- **TEXT PROVIDED**:
The six-fold dentist


In the March 2006 issue of "The Problemist", Stephen Rothwell presented some notorious unsolved tasks. One of these was the six-fold Dentist in a selfmate two-mover. The rest of this post is taken from his article.

Rudolf Prytz, Chemnitzer Tageblatt, 1925
(= 4+8 )

S#2
1.Bd2! (>2.Qg2+)
1...Rd5 2.Qd3+
1...Rb7 2.Qb1+
1...Rc6 2.Qc4+
1...Sd5 2.Qxf4+
1...f3 2.Qe2+

The above problem is one of my all-time favourite selfmate twomovers, a highly elegant and economical fivefold setting of the Dentist theme, which can be defined as follows: in a selfmate Black parries a threat by unpinning a white piece (usually the wQ) by setting up a masked battery on the pin-line, which White can exploit by means of a check on the previously pinned piece, forcing the battery to open, giving mate. One is inclined to think that, if the five-fold setting can be done with just 12 men, it should be easy to construct a six-fold setting. But, indeed, this is so fiendishly difficult that nobody has been able to achieve it. A close try is the following:

Hrvoje Bartolovic, 3HM, Probleemblad, 1961
(= 7+15 )

- **MATERIAL SHOWN**:
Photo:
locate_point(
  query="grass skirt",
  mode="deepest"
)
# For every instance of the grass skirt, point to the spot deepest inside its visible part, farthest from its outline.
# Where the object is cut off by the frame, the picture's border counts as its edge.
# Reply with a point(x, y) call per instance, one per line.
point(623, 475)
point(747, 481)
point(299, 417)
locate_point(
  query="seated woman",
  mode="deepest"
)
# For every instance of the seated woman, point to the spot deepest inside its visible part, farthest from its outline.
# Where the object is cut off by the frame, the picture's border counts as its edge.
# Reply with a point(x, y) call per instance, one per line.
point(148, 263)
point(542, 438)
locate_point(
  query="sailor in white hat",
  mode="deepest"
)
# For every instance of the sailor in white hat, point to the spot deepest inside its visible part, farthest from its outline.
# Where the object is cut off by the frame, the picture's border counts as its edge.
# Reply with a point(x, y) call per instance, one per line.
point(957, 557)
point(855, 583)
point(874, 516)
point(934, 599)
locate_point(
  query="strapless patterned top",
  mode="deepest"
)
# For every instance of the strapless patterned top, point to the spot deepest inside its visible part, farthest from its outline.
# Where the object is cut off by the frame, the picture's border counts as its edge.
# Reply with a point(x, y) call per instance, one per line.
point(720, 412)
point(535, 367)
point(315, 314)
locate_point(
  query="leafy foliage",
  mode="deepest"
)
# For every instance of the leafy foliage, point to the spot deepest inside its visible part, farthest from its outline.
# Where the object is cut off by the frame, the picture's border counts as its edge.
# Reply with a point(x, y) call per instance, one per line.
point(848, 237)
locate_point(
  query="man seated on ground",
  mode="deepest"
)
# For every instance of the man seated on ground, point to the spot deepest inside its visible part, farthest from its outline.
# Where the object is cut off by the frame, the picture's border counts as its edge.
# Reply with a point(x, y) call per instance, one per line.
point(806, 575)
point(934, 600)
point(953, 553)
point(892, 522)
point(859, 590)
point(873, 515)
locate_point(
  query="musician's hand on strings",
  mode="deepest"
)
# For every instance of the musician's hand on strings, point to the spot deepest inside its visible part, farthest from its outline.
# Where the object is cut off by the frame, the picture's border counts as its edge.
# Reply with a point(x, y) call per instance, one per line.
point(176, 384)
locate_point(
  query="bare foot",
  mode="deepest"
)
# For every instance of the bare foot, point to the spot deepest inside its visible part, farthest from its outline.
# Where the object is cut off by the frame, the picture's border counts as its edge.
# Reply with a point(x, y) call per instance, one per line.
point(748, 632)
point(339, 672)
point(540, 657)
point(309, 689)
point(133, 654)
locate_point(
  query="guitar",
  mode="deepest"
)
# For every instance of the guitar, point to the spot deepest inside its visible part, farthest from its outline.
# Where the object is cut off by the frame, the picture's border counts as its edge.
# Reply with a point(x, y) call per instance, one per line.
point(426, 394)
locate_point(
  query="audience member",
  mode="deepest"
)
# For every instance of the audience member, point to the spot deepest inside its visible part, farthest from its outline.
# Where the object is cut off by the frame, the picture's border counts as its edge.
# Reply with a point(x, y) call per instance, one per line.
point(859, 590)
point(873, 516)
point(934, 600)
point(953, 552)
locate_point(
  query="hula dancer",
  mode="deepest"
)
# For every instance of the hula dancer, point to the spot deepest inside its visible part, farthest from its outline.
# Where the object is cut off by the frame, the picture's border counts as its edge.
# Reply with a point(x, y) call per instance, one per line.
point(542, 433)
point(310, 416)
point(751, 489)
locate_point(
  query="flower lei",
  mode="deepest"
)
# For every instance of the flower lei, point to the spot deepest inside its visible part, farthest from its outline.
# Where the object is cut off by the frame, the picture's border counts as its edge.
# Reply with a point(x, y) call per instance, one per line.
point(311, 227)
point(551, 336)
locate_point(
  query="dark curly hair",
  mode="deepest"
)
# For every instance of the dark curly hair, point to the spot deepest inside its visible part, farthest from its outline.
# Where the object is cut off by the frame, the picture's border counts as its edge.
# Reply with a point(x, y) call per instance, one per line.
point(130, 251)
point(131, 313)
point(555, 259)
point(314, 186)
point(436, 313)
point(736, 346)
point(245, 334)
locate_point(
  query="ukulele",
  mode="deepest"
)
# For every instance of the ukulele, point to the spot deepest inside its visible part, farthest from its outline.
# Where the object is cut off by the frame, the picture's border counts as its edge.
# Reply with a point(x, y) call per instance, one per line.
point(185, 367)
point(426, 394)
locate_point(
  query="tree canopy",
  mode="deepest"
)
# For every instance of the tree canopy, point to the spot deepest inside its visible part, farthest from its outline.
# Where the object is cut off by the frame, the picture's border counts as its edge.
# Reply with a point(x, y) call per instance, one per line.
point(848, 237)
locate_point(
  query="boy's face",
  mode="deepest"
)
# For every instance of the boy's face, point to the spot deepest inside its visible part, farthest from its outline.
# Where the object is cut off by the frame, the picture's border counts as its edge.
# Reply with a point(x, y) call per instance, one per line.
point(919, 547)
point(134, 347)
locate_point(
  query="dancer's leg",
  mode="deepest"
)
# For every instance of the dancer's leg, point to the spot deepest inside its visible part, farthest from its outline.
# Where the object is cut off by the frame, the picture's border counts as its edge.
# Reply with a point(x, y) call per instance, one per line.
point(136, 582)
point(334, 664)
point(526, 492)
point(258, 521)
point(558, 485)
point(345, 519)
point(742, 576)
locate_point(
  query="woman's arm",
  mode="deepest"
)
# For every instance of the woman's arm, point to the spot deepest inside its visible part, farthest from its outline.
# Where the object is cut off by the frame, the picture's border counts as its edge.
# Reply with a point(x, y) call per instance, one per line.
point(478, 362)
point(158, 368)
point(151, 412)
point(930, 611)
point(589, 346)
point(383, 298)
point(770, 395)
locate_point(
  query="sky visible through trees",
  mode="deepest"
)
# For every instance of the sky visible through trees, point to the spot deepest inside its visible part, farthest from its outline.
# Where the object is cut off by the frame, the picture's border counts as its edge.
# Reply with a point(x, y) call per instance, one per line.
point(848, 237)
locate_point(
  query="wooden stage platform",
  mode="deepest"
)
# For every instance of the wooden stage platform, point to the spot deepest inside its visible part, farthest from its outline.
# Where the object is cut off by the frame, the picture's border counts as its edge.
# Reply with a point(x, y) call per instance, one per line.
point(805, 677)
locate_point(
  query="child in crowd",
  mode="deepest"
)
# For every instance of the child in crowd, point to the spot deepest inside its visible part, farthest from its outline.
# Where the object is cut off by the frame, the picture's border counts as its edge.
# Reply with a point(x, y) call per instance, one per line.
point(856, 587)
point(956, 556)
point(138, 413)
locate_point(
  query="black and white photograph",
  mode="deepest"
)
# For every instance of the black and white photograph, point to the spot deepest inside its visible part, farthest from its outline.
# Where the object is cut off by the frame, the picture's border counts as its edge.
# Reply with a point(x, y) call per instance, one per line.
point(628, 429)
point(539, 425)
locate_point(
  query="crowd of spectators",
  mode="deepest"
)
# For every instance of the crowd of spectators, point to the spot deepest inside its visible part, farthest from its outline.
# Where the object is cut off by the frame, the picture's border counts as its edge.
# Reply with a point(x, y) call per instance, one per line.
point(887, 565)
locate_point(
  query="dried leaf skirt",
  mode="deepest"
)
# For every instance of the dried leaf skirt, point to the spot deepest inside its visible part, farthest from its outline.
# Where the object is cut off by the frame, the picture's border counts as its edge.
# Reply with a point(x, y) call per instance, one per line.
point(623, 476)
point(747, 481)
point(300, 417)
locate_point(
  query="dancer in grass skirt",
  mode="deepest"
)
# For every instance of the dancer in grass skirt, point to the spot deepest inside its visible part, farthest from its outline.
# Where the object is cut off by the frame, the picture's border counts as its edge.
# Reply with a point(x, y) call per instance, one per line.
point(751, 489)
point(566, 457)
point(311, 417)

- **GIVEN PROBLEM 1**:
Answer these from the dentist text:
(a) In which issue of "The Problemist" did Stephen Rothwell present the unsolved tasks?
(b) Who composed the problem from the Chemnitzer Tageblatt, 1925?
(c) In what year did Hrvoje Bartolovic's problem appear in Probleemblad?
- **GIVEN PROBLEM 2**:
Repeat the part of the dentist text that starts at the words "In the March" and ends after "1.Bd2! (>2.Qg2+)".
- **GIVEN PROBLEM 3**:
Write the next part of the six-fold dentist text, going on from its last sentence.
The lines aren't needed for any of this.

- **WRITTEN ANSWER 1**:
(a) The March 2006 issue
(b) Rudolf Prytz
(c) 1961

- **WRITTEN ANSWER 2**:
In the March 2006 issue of "The Problemist", Stephen Rothwell presented some notorious unsolved tasks. One of these was the six-fold Dentist in a selfmate two-mover. The rest of this post is taken from his article.

Rudolf Prytz, Chemnitzer Tageblatt, 1925
(= 4+8 )

S#2
1.Bd2! (>2.Qg2+)

- **WRITTEN ANSWER 3**:
S#2
1.Qxd5! (>2.Sd1+)
1...Bc5 2.Qd4+
1...Bg5 2.Qxd2+
1...Sc5 2.Qb3+
1...Se5 2.Qc4+
1...Sg5 2.Qf3+

In the above problem you could easily add a sixth variation by moving the bSh7 to f7 and the bBf1 to g8. Now, you would get the additional variation 1...Sfe5 2.Qd3+ with a nice pair of dual avoidances by black line opening after 1...Sde5/Sfe5 2.Qc4+/Qd3+. Unfortunately, the threat 2.Sd1+ has disappeared by shifting bBf1 to g8 and it is apparently impossible to construct an alternative threat in this scheme. You will find an excellent article on the subject by Hartmut Laue and Albrecht Colditz in "feenschach", August 1982, pp. 478-488, in which the many vain attempts at a six-fold Dentist are described in detail. Therefore, be warned; if you want to have a go, many have failed before!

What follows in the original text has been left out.